_Problem description_: Copy out only the lines running from the one that contains "Question. For every instance of the tangled" through the end of the listing. Pictures stay out.

_Exercise data_:
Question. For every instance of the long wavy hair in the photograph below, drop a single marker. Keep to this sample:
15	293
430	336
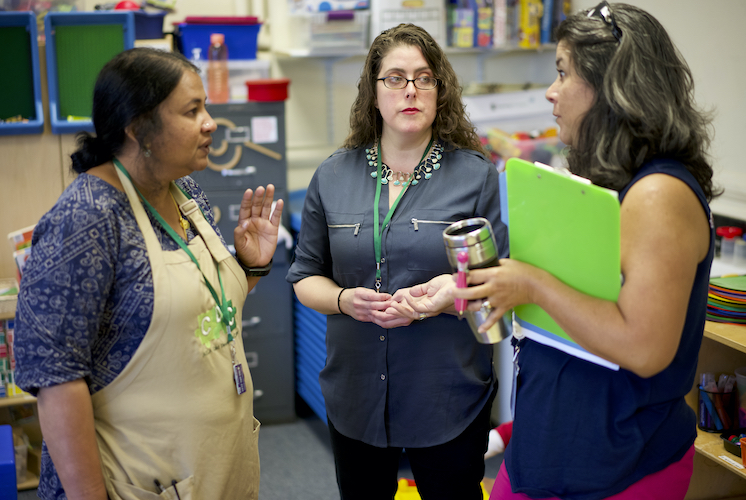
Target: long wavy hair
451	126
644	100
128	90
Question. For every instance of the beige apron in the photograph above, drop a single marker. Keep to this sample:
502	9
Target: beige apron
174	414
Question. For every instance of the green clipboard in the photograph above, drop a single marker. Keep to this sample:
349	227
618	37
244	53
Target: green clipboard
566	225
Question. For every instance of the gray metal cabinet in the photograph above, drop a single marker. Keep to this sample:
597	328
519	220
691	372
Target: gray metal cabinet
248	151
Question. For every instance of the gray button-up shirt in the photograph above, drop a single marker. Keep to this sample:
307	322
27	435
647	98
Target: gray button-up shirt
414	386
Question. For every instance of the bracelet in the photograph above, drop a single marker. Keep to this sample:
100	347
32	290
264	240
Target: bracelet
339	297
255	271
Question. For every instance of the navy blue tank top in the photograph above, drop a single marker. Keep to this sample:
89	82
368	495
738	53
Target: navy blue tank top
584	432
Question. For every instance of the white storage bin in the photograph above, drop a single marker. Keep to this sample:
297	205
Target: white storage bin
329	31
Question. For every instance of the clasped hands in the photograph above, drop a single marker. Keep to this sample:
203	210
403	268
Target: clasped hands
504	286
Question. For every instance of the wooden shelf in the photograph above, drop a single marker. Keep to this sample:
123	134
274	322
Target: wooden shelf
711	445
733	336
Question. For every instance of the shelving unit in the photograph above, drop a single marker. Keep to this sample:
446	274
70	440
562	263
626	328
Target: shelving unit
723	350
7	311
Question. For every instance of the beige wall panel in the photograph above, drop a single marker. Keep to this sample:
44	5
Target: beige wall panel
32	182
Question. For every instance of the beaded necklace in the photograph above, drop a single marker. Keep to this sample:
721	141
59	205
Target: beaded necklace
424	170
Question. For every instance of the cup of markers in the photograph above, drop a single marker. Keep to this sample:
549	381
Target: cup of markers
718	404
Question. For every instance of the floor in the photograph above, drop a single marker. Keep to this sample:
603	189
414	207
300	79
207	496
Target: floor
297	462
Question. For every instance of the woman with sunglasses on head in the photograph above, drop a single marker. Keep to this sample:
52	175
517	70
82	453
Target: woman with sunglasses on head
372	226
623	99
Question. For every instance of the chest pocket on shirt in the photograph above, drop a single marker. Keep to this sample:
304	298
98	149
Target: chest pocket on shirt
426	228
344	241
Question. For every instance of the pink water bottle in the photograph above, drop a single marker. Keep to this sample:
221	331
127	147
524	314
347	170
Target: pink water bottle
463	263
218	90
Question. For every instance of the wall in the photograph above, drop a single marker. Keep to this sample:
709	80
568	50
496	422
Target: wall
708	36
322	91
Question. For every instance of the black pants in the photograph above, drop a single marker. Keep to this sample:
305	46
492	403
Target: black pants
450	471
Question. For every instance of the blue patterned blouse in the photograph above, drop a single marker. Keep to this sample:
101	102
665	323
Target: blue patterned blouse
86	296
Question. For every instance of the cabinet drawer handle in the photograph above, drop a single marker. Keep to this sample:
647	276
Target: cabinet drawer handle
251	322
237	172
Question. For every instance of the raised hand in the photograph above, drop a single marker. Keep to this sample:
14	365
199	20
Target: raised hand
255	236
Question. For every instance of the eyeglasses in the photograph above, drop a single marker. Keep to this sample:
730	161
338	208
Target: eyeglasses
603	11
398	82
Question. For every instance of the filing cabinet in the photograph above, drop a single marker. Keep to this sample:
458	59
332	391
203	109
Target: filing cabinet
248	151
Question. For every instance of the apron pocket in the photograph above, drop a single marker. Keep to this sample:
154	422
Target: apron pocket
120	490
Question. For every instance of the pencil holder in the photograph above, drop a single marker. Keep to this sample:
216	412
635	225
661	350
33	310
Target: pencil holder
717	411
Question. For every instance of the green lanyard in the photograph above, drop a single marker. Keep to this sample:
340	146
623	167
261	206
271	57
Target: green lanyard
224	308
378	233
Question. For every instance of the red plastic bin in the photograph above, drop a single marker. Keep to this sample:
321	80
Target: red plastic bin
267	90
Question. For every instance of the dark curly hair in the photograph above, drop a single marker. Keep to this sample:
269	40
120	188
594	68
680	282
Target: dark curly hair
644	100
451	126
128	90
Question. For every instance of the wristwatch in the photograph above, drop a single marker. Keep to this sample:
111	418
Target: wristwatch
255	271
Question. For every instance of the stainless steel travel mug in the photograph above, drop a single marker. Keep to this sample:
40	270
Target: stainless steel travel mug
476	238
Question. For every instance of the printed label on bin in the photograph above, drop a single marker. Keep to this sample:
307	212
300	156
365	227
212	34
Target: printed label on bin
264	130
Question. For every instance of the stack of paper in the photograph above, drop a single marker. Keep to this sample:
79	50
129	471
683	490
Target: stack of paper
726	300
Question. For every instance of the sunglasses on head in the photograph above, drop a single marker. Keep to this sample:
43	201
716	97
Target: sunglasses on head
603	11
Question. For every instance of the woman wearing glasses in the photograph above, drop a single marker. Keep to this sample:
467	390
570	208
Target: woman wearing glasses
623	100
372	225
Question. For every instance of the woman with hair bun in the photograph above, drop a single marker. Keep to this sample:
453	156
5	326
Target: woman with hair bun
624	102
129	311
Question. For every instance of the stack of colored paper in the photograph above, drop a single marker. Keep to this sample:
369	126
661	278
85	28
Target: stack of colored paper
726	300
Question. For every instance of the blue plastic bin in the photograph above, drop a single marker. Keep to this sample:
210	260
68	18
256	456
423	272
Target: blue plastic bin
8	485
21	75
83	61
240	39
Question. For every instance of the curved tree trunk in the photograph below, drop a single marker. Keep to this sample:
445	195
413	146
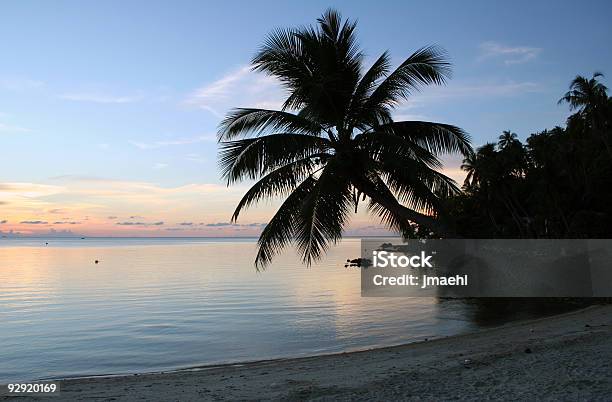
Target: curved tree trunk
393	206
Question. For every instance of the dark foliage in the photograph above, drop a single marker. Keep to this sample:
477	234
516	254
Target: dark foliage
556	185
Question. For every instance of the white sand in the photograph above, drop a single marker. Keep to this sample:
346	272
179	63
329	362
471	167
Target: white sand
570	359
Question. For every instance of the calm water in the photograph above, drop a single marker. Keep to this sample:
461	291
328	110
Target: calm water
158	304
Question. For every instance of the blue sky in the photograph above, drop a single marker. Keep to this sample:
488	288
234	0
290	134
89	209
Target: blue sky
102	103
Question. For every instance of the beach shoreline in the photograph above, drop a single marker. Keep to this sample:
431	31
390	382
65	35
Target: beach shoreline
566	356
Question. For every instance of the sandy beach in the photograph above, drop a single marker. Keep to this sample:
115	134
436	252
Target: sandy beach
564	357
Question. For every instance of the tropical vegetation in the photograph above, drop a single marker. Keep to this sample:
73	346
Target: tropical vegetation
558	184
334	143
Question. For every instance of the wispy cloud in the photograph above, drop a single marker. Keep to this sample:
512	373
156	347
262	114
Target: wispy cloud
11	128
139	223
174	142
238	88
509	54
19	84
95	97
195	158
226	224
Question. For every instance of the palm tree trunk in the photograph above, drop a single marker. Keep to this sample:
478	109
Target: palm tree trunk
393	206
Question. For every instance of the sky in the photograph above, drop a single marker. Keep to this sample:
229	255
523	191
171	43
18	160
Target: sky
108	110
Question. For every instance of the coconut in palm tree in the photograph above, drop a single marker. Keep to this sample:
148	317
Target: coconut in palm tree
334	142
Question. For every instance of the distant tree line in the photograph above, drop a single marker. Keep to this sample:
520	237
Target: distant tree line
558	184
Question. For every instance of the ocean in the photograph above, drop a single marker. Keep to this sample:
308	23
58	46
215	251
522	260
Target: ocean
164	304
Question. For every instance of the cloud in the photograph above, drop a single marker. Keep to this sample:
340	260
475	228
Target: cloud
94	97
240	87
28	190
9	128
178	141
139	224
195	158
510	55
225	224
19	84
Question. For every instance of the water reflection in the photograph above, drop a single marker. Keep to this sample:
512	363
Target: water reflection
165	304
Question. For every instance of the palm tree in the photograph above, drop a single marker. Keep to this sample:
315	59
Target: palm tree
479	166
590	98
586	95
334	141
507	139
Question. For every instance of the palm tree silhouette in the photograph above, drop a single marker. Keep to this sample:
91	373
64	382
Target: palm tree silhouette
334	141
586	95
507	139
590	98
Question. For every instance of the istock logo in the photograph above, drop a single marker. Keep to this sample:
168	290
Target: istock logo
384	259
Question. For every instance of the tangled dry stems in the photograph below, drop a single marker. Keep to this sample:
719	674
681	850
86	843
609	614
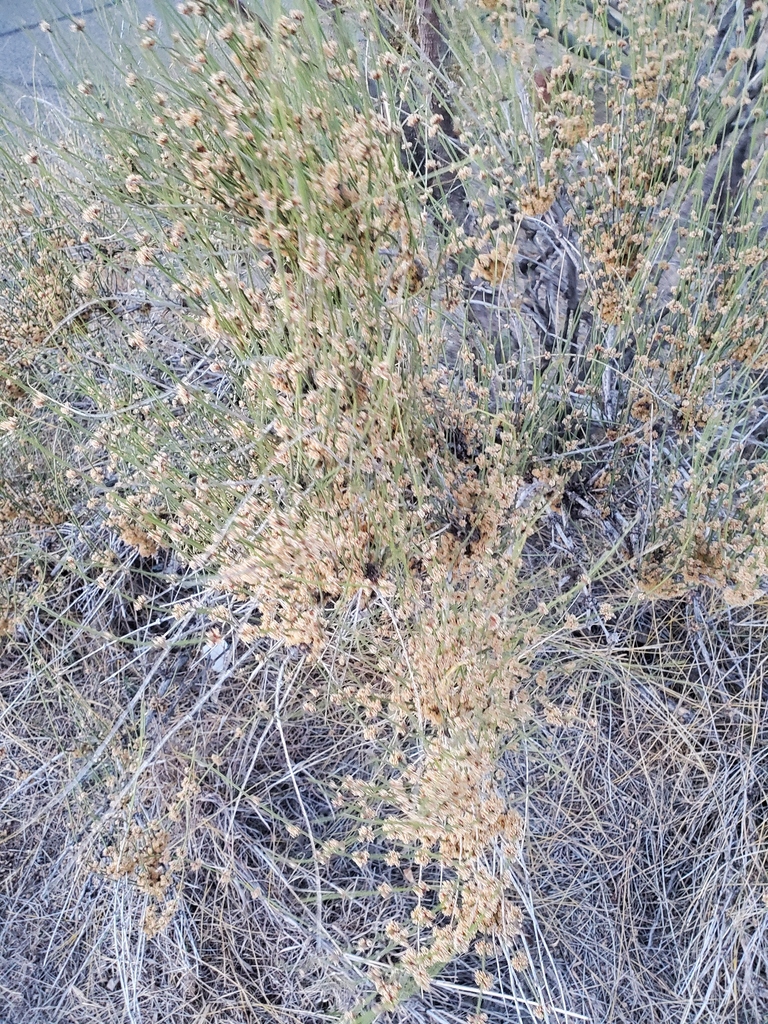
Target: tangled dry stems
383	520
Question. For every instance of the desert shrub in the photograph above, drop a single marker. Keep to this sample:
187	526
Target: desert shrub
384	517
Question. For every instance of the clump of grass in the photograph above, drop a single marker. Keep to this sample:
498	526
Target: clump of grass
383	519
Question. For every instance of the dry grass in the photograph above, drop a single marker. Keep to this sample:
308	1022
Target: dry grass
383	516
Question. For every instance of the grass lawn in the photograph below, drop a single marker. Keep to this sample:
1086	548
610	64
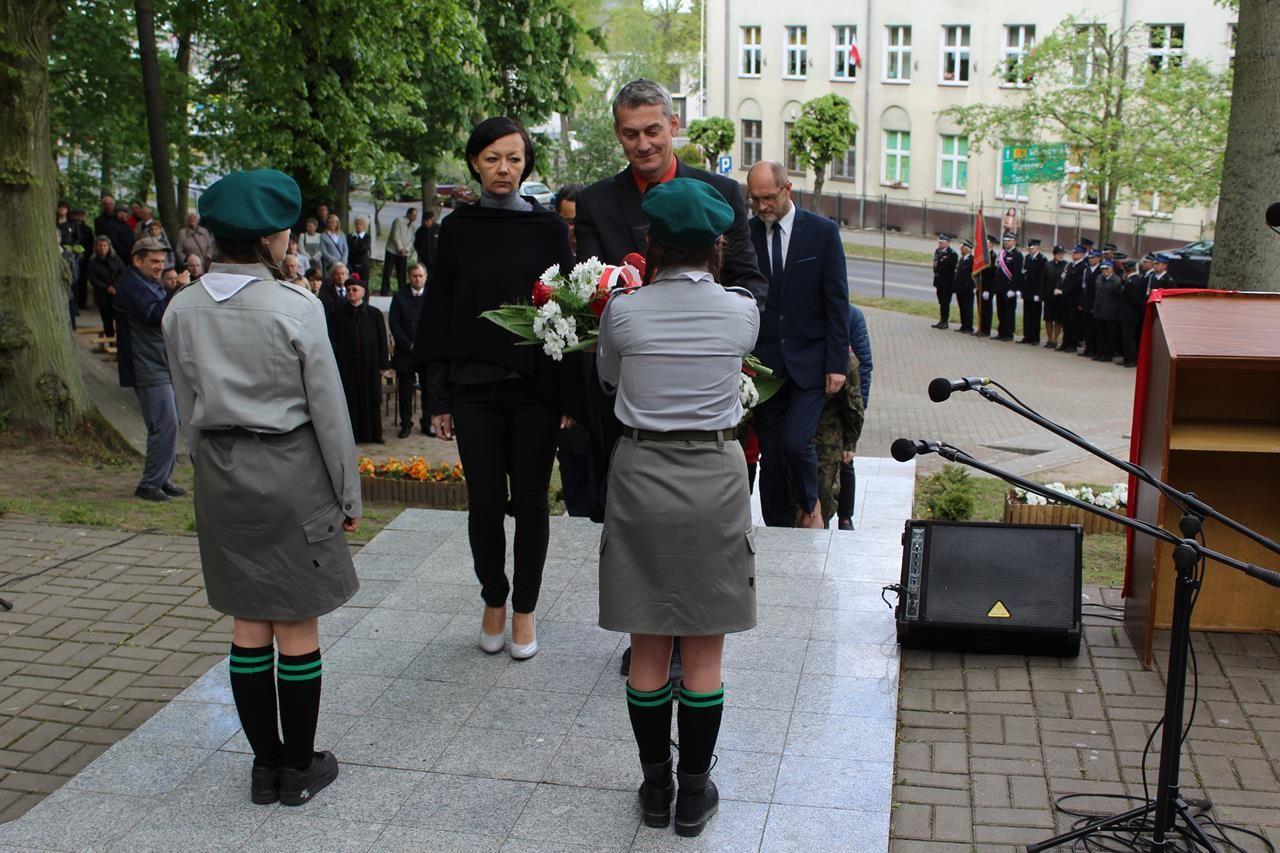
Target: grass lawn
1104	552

_Result of the task_:
Question. For every instance of the tangled dry stems in the photograph below, drop a single marker. Keep to this sample:
719	674
681	850
86	843
609	614
Target: tangled dry stems
383	520
Question. For every instance of the desert shrub in the photograph above, drop a single marker. Keep to this sample:
187	526
Target: desert shrub
384	517
Question. For every instance of the clump of grass in the photograph above, drop a single marker. Keep to this sample:
498	526
Target: clump of grass
383	519
Question. For every instance of the dry grass in the photograph above, drop a single marker. Keep to this sample:
308	1022
Target: dry grass
383	516
Question. For every instance of the grass lawn in the photograph below, drop a single marker. Keep to this sample:
1086	548
610	64
Target: grass lawn
1104	552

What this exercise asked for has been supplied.